**Set of tasks:**
- A) Please set down, word for word, the part of the gastric atrophy abstract that opens with the words containing "Methods: Seventy-three patients" and closes with "8.2 (2.2-30.4), respectively.".
- B) Answer these questions from the gastric atrophy abstract:
(i) How many patients who had undergone endoscopic mucosal resection were enrolled?
(ii) What cutoff level of serum pepsinogen I was used?
(iii) What multivariate odds ratio is given for serological atrophy?

Objectives: A recent study in Sweden has reported that gastric atrophy is associated with an increased risk for esophageal squamous cell carcinoma. However, this finding needs to be confirmed in other ethnic groups due to the wide geographic variation of this cancer.
Objectives: To investigate whether gastric atrophy is associated with a risk for esophageal squamous cell carcinoma using a case-control study in Japanese subjects, a population known to have a high prevalence of H. pylori infection and accompanying gastric atrophy.
Methods: Seventy-three patients who had undergone endoscopic mucosal resection for superficial esophageal squamous cell carcinoma, and 73 sex- and age-matched controls, were enrolled prospectively. Gastric fundic atrophy was evaluated by histology of biopsy specimens and serum pepsinogen I level (cutoff level 25 ng/mL). Conditional logistic regression model with adjustment for potential confounding factors was used to assess the associations.
Results: Gastric atrophy, defined histologically or serologically, was independently associated with an increased risk for esophageal squamous cell carcinoma and the risk seemed to increase with the progression of the atrophy. Multivariate odds ratio (95% confidence interval) for histological fundic atropy, fundic intestinal metaplasia, and serological atrophy are 4.2 (1.5-11.7), 10.7 (2.3-50.4), and 8.2 (2.2-30.4), respectively.
Conclusions: Gastric atrophy, a newly recognized risk factor for esophageal squamous cell carcinoma in Sweden, is likely to be a risk factor in other areas. Further studies are warranted to explore the causal relationship.

**Data for review:**
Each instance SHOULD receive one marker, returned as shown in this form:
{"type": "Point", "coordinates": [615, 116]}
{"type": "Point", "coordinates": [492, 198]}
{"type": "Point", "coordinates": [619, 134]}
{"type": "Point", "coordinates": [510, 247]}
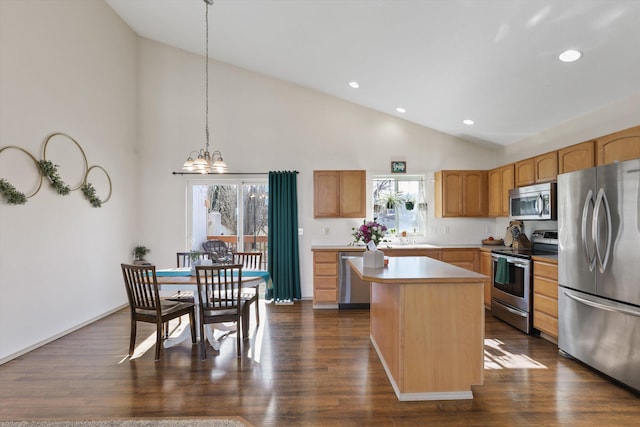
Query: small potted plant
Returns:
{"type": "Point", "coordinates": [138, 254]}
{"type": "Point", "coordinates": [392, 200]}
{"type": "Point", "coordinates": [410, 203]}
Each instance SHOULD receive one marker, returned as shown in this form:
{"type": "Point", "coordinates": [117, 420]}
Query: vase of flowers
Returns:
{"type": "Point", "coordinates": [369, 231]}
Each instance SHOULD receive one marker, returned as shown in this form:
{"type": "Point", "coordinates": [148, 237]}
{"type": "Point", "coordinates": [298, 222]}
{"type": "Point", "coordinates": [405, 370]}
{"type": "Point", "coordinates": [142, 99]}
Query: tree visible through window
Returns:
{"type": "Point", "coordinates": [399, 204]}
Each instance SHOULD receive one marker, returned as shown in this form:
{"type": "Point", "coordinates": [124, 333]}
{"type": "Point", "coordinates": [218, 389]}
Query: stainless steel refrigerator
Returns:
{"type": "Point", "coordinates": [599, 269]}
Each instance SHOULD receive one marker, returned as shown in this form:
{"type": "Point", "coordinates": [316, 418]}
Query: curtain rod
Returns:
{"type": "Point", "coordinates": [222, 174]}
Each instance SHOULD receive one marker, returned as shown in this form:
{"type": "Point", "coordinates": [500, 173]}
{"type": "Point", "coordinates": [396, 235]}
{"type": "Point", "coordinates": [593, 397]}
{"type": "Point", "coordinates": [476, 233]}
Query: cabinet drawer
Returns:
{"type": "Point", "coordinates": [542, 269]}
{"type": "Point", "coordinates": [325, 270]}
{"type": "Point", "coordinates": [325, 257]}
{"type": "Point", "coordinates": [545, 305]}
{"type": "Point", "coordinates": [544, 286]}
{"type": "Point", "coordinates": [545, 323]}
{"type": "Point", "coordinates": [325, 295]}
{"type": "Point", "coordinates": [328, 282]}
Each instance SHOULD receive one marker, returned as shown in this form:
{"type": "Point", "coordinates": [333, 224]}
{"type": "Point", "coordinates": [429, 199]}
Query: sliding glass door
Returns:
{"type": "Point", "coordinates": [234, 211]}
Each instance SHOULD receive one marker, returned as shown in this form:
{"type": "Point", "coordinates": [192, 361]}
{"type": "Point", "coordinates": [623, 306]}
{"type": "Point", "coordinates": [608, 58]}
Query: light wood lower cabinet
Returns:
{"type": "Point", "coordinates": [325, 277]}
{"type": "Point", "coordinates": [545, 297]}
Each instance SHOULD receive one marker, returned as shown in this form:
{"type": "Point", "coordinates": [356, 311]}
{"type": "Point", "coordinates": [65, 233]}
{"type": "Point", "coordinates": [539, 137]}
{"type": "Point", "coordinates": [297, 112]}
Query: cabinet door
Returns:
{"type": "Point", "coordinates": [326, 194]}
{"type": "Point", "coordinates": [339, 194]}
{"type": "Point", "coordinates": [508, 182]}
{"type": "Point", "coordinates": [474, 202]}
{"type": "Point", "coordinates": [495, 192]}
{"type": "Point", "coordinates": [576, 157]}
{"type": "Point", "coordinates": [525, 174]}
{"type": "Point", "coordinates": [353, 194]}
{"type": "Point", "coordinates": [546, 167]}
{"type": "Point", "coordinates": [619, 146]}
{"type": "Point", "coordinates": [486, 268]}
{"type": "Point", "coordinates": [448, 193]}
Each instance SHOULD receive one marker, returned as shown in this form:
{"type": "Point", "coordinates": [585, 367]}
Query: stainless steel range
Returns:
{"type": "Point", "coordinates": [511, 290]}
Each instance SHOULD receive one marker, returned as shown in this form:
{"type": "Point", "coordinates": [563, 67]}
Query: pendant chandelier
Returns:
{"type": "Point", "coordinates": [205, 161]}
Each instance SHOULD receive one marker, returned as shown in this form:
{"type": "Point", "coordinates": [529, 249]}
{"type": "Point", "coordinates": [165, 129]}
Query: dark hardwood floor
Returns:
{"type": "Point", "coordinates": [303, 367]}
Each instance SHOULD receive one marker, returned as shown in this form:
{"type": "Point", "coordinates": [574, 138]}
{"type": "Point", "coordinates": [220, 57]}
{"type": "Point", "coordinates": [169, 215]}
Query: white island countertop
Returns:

**Expected results:**
- A)
Methods: Seventy-three patients who had undergone endoscopic mucosal resection for superficial esophageal squamous cell carcinoma, and 73 sex- and age-matched controls, were enrolled prospectively. Gastric fundic atrophy was evaluated by histology of biopsy specimens and serum pepsinogen I level (cutoff level 25 ng/mL). Conditional logistic regression model with adjustment for potential confounding factors was used to assess the associations.
Results: Gastric atrophy, defined histologically or serologically, was independently associated with an increased risk for esophageal squamous cell carcinoma and the risk seemed to increase with the progression of the atrophy. Multivariate odds ratio (95% confidence interval) for histological fundic atropy, fundic intestinal metaplasia, and serological atrophy are 4.2 (1.5-11.7), 10.7 (2.3-50.4), and 8.2 (2.2-30.4), respectively.

- B)
(i) Seventy-three.
(ii) 25 ng/mL.
(iii) 8.2 (95% confidence interval 2.2-30.4).